Problems and tasks >>
[1] Summarize the passage on Larissa Naumova's painting in two sentences.
[2] Please write the next part of the passage on Larissa Naumova's painting, picking up after its final sentence.

Supplied passage >>
※

In a certain sense we might maintain that a phenomenon had occurred in the development of this artist known to modern observers as “down-shifting”. “Downshifting”, a major cultural initiative, started out from mistrust of the exaggerated preoccupation with culture on the part of the urban philistine. Those who have partaken too often of all that is spicy, flavoursome and exotic, are drawn to plain bread and cucumbers. Those who are tired of elegant manners, start using coarse language, believing that the simple life helps a man live longer. Just as all the other aspirations of the intellectuals of today – so too this hankering after simplicity is not always original and often degenerates into foolish games of ‘peasants’ and ‘wenches’. For this reason it is important to get our facts right. Modern painters in Russian have indeed been caught up in this “chase after simplicity” and turned their back on all the mannerism or symbolism of the past. They have come to value emotion pure and simple, basic objects drawn from domestic life and everyday situations….home, chair, mother and child, day and night, up and down… All the more so since the preference shown for art that is primitive and naïve goes back a long way in our country: such art is the object of both a blatant and a secret love on the part of the most sophisticated of intellectuals in St. Petersburg and Moscow. Yet this playing at simplicity, as a rule, has implications of a more profound kind. There are no eccentrics around who would say that Larissa Naumova’s pictures today extol strong sturdy bodies, simple human relationships and life’s basic gifts: sunlight, the warmth of the home and a serene heart. In this art we find both light and homes but when it comes to serenity nothing is as simple as it first appears.

In Naumova’s pictures we can find many allusions, paradoxes and hidden meanings. Simplicity is only of an illusory kind. Sometimes a sense of gravity disappears and heavy objects begin to sway in the air, like clouds or thoughts. Or to our astonishment we come across features of Venetian, French or Spanish ladies, who show us their backs, their stomachs, shoulders or hips in the light from the daytime sky, in the appearance of a clumsy provincial woman as she undresses to her waist or takes off all her clothes on her balcony. The expert will not be hoodwinked: he will realize at once that this painting draws on the splendid brush technique or artistic tradition of a Corot or Goya, Titian, Rubens or Renoir. This should not be perceived as primitive art, but rather as exclusive artistic delicacies, of which there have never been large numbers in recent centuries.

※

Entries supplied >>
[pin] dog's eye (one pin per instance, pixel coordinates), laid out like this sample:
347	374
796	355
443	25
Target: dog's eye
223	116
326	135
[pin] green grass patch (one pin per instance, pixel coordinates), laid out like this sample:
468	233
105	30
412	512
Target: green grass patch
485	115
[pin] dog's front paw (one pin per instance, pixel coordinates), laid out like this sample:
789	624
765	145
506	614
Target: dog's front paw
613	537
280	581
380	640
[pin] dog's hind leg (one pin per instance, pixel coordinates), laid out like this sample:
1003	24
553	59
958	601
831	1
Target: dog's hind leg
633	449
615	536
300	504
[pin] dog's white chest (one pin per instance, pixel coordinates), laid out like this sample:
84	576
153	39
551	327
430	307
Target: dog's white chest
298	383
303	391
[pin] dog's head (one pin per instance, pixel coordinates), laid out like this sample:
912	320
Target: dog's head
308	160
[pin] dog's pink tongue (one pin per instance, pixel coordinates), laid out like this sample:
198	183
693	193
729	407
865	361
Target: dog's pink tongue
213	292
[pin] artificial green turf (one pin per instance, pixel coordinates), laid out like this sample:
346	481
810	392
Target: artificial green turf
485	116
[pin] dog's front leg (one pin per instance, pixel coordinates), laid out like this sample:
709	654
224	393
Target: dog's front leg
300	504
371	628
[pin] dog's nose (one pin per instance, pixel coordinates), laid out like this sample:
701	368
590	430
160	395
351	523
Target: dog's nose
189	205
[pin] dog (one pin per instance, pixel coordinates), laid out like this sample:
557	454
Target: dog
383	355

※

Per-task outputs >>
[1] The passage traces "downshifting," a turn toward simplicity born of mistrust of the urban philistine's exaggerated preoccupation with culture, which modern Russian painters have joined by valuing pure emotion and basic objects from everyday life, in keeping with a long-standing love of primitive and naïve art among sophisticated intellectuals. In Larissa Naumova's pictures, it argues, this simplicity is only illusory, since they hold allusions, paradoxes and hidden meanings and draw on the brush technique or tradition of painters such as Corot, Goya, Titian, Rubens and Renoir.

[2]
Yet it would be difficult to praise this painter for her masterly skills, for her efforts to uphold traditions or lofty aesthetics. Naumova is not one of those demure and straightforward artists, who abide by the behests of their ancestors. She enjoys all that is physical with a genuine and robust enthusiasm, the naked appearance of imperfect thighs, the candour of shoulders far from classical and she lays no claims to the Ideal. Academic ideals, ideals from the magazine Playboy, feminist ideals, ideals of those who campaign on behalf of social majorities or sexual minorities are all on a par for Naumova. Academic rules for form, erotic fantasies, classic ideals on the one hand and mass culture on the other – they could never be reconciled with each other and Naumova banishes them all at a single stroke. She did not make a deliberate choice between high professional standards and exuberant curiosity of the weekend amateur. Her apples grow uninhibitedly to enormous sizes, reminiscent of pictures by painters of the naïve school. Horizontal surfaces slope and vertical lines shake. Rough-hewn chairs, shabby stools, hips of quivering fat, un-shapely legs, pretty though indistinct faces: what are they all for, what is Naumova trying to tell us?

It would be quite wrong to say that the art of Larissa Naumova is devoted to the coarse unchanging pattern of domestic life or to human obstinacy. Art, which rejects mere prettiness and challenges the mythology of all that is lofty, ideal and spiritual, is familiar to us: it developed over several centuries, accumulated wide experience and reliable techniques. We can find in it masterpieces and supreme achievements: we can find Brueghel and Brouwer and other painters of uncouth figures, coarse faces and shocking subjects. Art of the twentieth century proclaimed even more loudly that beauty was bankrupt, ideals shattered and that it was time to break the china and indulge in bad language, because it was no longer possible to tolerate the obedient majority and its pompous triviality. Mayakovsky used coarse language on stage, rejected culture out of hand, pouring scorn on morality and religion. Georges Bataille, with the elegant audacity of a truly French writer referred to those searching for eternal ideals as “emmerdeurs idéalistes”. We shall not mention other names, devices or strategies of this destructive kind. Naumova’s art is about something quite different.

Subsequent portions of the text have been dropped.